Blackman (1984) menyebutkan ada banyak macam pengertian tingkah laku yang lebih teknis sebagai padanan dari istilah behaviour dalam psikologi dan pendidikan. Di antaranya adalah tingkah laku merupakan suatu media yang dapat digunakan untuk menunjukkan suatu struktur telah dipelajari atau tingkah laku merupakan fungsi dari stimuli dan pujian atau hukuman. Dalam pembelajaran, stimuli, (dan juga pujian/hukuman)  merupakan suatu  kejadian yang dibuat dengan cara memanipulasi lingkungan. Respons  seorang siswa terhadap stimuli diwujudkan dalam tingkah lakunya. Dengan demikian, tingkah laku dipandang sebagai hasil dari kegiatan pembelajaran.
Salah satu prosedur untuk meningkatkan tingkah laku yang sederhana menjadi yang lebih komplek adalah dengan cara menempatkan suatu target kemampuan intelektual di titik puncak suatu piramida dan kemudian melakukan analisis sejumlah bahan ajar untuk mengidentifikasi sejumlah kemampuan (intelektual) prasyaratnya (Hacker, 1984). Prosedur ini didasarkan pada teori hirarki belajar yang dibuat Gagne. Dimulai dengan    menetapkan  secara verbal deskripsi operasional sejumlah variabel kemampuan yang diharapkan,   membuat hipotesis tentang hubungan hirarki antar variabel  tersebut,  model  hirarki  belajar untuk  mewujudkan  hubungan  yang dihipotesiskan, serta sejumlah tata cara untuk validasi hirarki (Bergan, 1982).
White (1974) menunjukkan model penelitian untuk memvalidasi hirarki belajar Gagne. Penelitannya didasarkan pada hipotesis kemampuan prasyarat. Misalnya, Bart dan Kurt (1973) mengunakan metode ordering theory. Ketrampilan intelektual disusun secara hirarkis menurut pendapat para ahli. Ketrampilan intelektual yang ada di bawah merupakan ketrampilan prasyarat untuk ketrampilan yang berada di atasnya langsung. Seorang siswa tidak mungkin menguasai ketarampilan atas kalau keterampilan yang di bawahnya tidak dikuasai lebih dahulu.

## Tugas Latihan 1
Tuliskan ulang bagian teks tentang tingkah laku yang dimulai dengan "Salah satu prosedur" dan berlanjut sampai "hirarki (Bergan, 1982).", dengan mengganti "piramida" menjadi "kerucut".
Teks tentang tingkah laku tersebut tidak berkaitan dengan baris-baris data.

## Data Masukan
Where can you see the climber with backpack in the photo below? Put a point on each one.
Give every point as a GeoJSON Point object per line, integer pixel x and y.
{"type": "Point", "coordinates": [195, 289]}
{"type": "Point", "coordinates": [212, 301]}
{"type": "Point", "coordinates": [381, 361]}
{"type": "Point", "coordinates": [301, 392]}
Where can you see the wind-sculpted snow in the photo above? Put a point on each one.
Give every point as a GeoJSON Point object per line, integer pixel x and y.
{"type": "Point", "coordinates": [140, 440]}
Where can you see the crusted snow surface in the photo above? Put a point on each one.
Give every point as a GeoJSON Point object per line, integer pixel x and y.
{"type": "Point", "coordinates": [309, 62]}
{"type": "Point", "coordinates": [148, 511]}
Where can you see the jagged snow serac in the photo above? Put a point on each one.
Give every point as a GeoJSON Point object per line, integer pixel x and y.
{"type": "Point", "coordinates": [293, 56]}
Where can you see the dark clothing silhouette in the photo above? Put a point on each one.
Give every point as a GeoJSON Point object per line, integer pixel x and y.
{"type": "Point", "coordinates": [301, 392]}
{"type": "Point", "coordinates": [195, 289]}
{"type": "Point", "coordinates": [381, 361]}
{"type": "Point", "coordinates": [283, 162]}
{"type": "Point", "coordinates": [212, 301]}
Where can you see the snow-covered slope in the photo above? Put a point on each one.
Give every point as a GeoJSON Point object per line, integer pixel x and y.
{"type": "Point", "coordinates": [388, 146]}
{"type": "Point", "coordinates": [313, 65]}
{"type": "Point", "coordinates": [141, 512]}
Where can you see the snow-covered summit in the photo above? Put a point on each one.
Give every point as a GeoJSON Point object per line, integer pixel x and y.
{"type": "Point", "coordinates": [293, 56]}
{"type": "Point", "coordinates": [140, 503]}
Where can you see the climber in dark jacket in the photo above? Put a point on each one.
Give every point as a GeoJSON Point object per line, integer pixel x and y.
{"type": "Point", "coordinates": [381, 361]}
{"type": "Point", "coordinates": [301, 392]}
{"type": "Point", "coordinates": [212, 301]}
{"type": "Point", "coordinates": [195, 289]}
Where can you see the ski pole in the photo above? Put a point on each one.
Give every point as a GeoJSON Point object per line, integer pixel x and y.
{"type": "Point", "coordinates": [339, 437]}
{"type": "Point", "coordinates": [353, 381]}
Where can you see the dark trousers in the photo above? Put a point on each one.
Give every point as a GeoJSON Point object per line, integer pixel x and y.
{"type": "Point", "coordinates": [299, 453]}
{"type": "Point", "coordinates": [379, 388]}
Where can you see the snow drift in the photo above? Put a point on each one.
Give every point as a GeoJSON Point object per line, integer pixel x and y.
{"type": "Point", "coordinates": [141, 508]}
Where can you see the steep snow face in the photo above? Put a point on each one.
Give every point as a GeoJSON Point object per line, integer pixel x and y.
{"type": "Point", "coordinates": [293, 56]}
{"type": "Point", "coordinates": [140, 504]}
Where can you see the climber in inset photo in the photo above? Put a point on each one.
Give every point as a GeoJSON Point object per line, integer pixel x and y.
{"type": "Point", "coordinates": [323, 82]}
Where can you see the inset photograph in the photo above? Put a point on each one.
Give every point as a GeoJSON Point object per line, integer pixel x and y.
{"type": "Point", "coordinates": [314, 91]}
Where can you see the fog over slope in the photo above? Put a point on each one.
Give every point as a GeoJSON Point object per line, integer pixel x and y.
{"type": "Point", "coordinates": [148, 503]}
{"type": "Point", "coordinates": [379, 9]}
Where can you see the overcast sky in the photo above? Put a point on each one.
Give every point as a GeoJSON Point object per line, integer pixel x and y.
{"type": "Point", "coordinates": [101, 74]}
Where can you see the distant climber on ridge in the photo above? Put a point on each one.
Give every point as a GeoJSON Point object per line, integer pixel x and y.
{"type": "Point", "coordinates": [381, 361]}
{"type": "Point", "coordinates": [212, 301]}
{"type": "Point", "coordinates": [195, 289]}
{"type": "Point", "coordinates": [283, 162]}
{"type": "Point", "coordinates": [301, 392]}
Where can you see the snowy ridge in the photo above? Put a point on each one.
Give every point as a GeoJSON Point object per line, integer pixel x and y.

## Tugas Latihan 2
Laporkan setiap baris data yang memuat kata "climber", dengan memperhatikan perbedaan huruf besar dan kecil.

## Jawaban Latihan 1
Salah satu prosedur untuk meningkatkan tingkah laku yang sederhana menjadi yang lebih komplek adalah dengan cara menempatkan suatu target kemampuan intelektual di titik puncak suatu kerucut dan kemudian melakukan analisis sejumlah bahan ajar untuk mengidentifikasi sejumlah kemampuan (intelektual) prasyaratnya (Hacker, 1984). Prosedur ini didasarkan pada teori hirarki belajar yang dibuat Gagne. Dimulai dengan    menetapkan  secara verbal deskripsi operasional sejumlah variabel kemampuan yang diharapkan,   membuat hipotesis tentang hubungan hirarki antar variabel  tersebut,  model  hirarki  belajar untuk  mewujudkan  hubungan  yang dihipotesiskan, serta sejumlah tata cara untuk validasi hirarki (Bergan, 1982).

## Jawaban Latihan 2
Where can you see the climber with backpack in the photo below? Put a point on each one.
Where can you see the climber in dark jacket in the photo above? Put a point on each one.
Where can you see the climber in inset photo in the photo above? Put a point on each one.
Where can you see the distant climber on ridge in the photo above? Put a point on each one.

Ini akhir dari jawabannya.